READING TEXT
Health Care and Health Insurance on the East End A Times Review TALKS PANEL DISCUSSION


As advancements in health care surge forward, health insurance premiums continue to rise, leaving many on the North Fork puzzled as to what they need to know to better navigate their medical futures.

At the Oct. 23 Times Review Talks forum: “The State of Health Care & Health Insurance,” a panel of experts discussed its present and future, including Peconic Bay Medical Center president and CEO Andrew Mitchell; Stony Brook Eastern Long Island Hospital chief administrative officer Paul J. Connor III; Anthony Cardona, president of Cardona & Company; Dr. Jarid Pachter, vice chair of ELI Leadership Coordinating Council and SBUH Medical Board & MEC member at large, who is also the director of Quannacut Outpatient; Davin Laurina, associate vice president of commercial sales and broker service for Healthfirst; and Erica Gerrity, director of management services for Peconic Bay Medical Center.

Times Review Media Group content director Grant Parpan moderated the discussion.

Anthony Cardona of Cardona & Co., a panelist and sponsor of the event. (Credit: Kate Nalepinski)


Anthony Cardona, president of Cardona & Company, a Watermill-based insurance brokerage, explained key differences between the two often interchanged terms.

“Health insurance is a mechanism to pay for health care,” Mr. Cardona said. “The cost to our country to keep us all healthy is about $3.8 trillion per year — that’s about 18 percent of our [gross domestic product], so every dollar made by every American here — 18 percent of that goes to keeping our country healthy. With that, it comes out to about $10,348 per individual.”

The average cost of plans in New York State today, he said, runs roughly between $7,000 and $7,500, while the average deductible runs at roughly $2,900.

“With our small employers on the East End, predominantly who we work with, what we’re seeing is the cost goes up every single year,” he said. “That cost either has to be paid through premium or out-of-pocket.”

He said the top complaint he hears from clients is that they feel they’re overpaying for health insurance. Mr. Cardona made the case that while doctors and hospitals are now providing patients with additional services, matching patients with the right network and price on the health insurance side has become increasingly difficult.

“It’s an overwhelming concern across the country, but in particular on the East End,” he said.

(Credit: Krysten Massa)


What is affordable health care?

YOUR TASK
In the article on East End health care, what is the average deductible in New York State?

SUPPLIED ENTRIES
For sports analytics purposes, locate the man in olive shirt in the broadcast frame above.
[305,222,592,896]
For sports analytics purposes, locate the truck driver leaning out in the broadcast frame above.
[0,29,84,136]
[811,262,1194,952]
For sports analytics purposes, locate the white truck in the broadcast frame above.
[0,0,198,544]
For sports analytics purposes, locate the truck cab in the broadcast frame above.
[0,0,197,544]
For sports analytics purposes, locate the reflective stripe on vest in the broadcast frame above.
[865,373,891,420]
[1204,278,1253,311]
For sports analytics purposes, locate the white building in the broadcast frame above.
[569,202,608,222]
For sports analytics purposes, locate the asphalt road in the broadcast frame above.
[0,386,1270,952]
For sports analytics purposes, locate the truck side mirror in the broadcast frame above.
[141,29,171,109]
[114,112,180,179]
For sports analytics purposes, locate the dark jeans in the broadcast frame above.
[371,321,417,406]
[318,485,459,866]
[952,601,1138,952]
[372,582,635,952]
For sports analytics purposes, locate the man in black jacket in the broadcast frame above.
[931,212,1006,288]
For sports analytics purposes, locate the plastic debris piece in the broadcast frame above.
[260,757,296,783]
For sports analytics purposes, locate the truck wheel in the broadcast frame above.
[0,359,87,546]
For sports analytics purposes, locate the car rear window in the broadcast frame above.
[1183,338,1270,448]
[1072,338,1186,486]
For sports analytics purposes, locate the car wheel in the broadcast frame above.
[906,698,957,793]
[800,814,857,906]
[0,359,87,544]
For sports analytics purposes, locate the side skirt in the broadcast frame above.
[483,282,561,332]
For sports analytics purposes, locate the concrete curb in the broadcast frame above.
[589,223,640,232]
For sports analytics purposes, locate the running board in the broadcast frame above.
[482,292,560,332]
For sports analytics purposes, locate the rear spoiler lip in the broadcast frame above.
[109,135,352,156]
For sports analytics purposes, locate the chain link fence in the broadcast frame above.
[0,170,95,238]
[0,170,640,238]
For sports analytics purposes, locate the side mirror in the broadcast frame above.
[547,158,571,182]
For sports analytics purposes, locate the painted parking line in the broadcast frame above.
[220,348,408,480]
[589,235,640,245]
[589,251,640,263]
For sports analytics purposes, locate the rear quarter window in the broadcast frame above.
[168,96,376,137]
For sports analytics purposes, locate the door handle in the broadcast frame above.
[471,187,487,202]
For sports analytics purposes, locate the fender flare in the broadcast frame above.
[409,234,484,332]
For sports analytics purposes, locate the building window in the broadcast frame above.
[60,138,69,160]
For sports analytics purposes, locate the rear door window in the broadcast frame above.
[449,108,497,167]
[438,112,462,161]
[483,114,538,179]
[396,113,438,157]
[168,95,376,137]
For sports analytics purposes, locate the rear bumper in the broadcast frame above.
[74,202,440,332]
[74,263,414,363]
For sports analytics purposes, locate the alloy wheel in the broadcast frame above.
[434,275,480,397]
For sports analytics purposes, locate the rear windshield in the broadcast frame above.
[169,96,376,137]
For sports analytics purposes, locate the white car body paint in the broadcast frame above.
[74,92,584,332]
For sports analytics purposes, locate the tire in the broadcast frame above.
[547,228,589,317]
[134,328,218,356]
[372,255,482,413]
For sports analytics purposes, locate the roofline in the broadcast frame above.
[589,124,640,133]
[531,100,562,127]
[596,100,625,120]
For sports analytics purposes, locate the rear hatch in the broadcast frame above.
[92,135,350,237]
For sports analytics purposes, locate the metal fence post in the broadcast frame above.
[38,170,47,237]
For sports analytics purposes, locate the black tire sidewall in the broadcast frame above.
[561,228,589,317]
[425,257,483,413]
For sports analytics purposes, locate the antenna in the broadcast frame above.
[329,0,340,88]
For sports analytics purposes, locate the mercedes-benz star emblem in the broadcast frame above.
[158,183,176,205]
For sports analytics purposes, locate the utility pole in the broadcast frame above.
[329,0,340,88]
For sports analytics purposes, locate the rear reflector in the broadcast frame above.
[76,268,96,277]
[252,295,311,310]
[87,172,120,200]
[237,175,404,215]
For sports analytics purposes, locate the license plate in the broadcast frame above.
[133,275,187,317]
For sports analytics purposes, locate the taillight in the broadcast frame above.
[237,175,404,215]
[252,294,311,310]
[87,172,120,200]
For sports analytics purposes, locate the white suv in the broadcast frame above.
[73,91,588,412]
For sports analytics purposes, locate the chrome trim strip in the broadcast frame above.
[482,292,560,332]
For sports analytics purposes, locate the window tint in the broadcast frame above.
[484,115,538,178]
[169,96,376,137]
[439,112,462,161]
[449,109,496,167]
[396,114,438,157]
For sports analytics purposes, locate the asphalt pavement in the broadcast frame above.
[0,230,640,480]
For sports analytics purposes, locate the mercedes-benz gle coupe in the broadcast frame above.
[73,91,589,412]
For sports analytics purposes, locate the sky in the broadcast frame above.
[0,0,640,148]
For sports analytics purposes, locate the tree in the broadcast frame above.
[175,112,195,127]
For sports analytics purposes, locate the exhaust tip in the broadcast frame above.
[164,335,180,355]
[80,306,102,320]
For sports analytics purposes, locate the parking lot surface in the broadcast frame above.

RESPONSE
Roughly $2,900.